* _PROMPT_:
In the entries below, reproduce everything from the line containing "Where in the photo above do you see the thumb?" down to the line containing "[625,132,905,305]", both included, without any changes.

* _EXERCISE INPUT_:

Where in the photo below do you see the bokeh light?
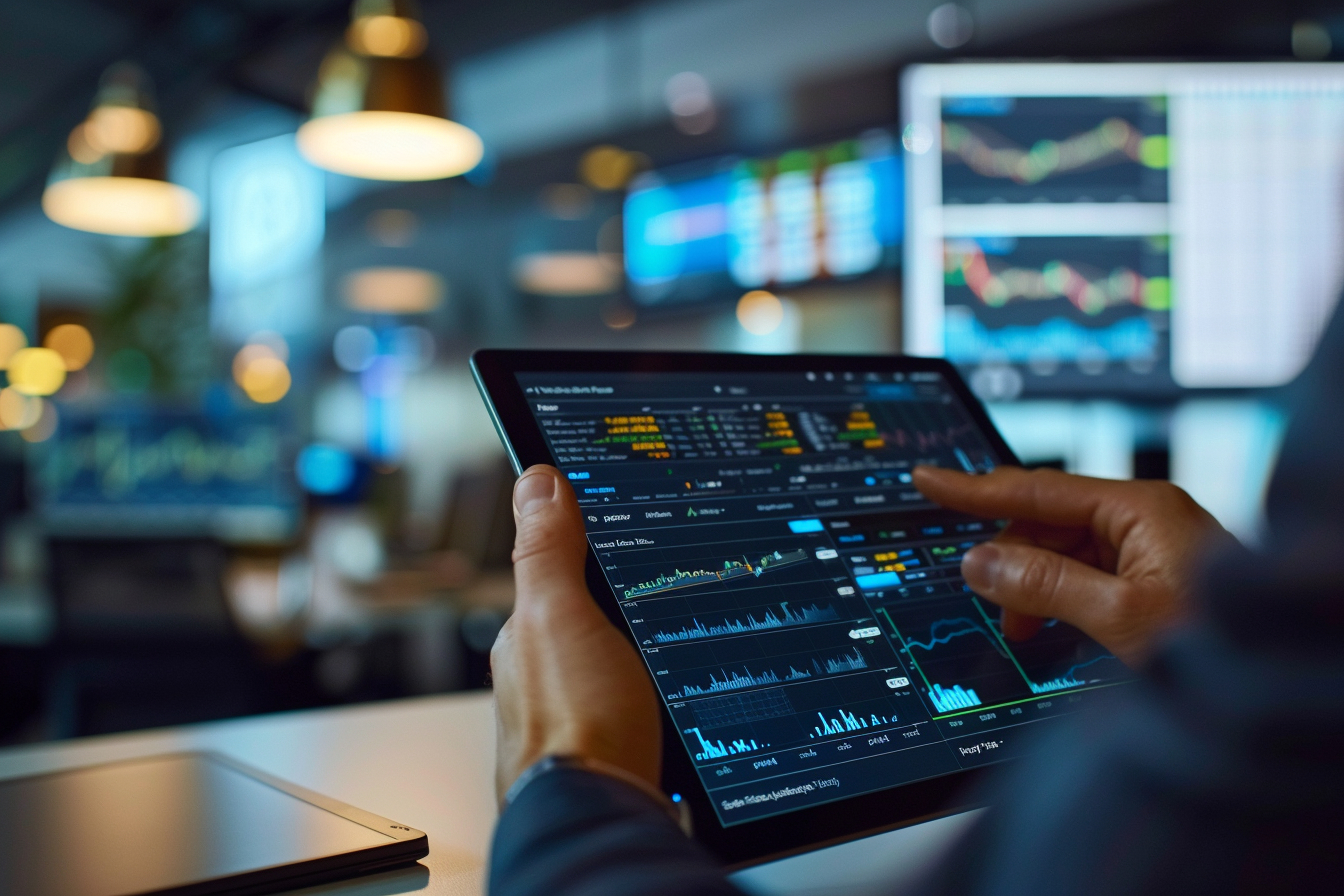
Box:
...
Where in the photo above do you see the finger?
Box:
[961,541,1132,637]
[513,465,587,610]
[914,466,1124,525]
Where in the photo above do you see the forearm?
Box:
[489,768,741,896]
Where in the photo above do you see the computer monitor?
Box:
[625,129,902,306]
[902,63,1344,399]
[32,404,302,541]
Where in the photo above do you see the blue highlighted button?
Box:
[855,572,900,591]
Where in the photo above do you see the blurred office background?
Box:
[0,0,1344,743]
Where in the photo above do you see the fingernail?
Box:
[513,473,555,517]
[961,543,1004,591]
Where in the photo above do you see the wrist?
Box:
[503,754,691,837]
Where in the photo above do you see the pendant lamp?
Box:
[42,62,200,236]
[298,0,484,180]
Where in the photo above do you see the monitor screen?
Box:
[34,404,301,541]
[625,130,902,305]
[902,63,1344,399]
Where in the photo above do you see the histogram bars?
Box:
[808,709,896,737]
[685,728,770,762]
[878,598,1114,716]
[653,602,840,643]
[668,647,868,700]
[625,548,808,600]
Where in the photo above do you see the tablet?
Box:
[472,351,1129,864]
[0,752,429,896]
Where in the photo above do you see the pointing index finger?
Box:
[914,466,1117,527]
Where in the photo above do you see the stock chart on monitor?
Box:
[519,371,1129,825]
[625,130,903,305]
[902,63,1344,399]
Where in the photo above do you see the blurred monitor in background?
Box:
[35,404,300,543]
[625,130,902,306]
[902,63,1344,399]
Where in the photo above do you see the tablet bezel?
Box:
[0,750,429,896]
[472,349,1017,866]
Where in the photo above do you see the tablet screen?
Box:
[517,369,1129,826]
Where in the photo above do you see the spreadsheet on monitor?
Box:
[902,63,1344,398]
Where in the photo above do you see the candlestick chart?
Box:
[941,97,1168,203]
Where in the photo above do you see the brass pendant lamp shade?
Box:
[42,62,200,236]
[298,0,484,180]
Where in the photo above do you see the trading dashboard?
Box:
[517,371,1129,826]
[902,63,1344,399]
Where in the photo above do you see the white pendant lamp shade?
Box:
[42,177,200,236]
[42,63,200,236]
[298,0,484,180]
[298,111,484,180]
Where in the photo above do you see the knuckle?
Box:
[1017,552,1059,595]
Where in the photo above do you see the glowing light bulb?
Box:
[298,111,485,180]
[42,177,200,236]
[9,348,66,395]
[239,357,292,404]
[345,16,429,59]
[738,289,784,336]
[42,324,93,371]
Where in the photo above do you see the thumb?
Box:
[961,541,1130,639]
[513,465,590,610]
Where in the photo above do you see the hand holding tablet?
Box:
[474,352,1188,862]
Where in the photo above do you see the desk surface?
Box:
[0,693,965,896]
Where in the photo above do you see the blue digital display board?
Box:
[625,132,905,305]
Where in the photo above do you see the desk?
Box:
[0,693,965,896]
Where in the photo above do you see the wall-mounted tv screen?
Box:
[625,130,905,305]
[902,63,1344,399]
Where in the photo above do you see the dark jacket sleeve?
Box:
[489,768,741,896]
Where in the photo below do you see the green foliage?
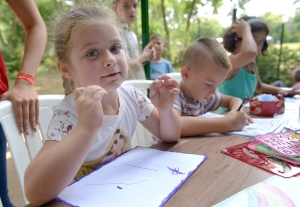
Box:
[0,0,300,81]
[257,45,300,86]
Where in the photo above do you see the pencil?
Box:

* _EXERCISE ANSWER_:
Where in the photo above do you see the thumb?
Box:
[961,541,1130,639]
[513,465,590,610]
Where in the photo above do you see the hand holding tablet?
Box:
[474,352,1188,862]
Where in the photo above do you see the desk surface?
Box:
[0,693,965,896]
Where in the photo above do you see the blue digital display board?
Box:
[625,132,905,305]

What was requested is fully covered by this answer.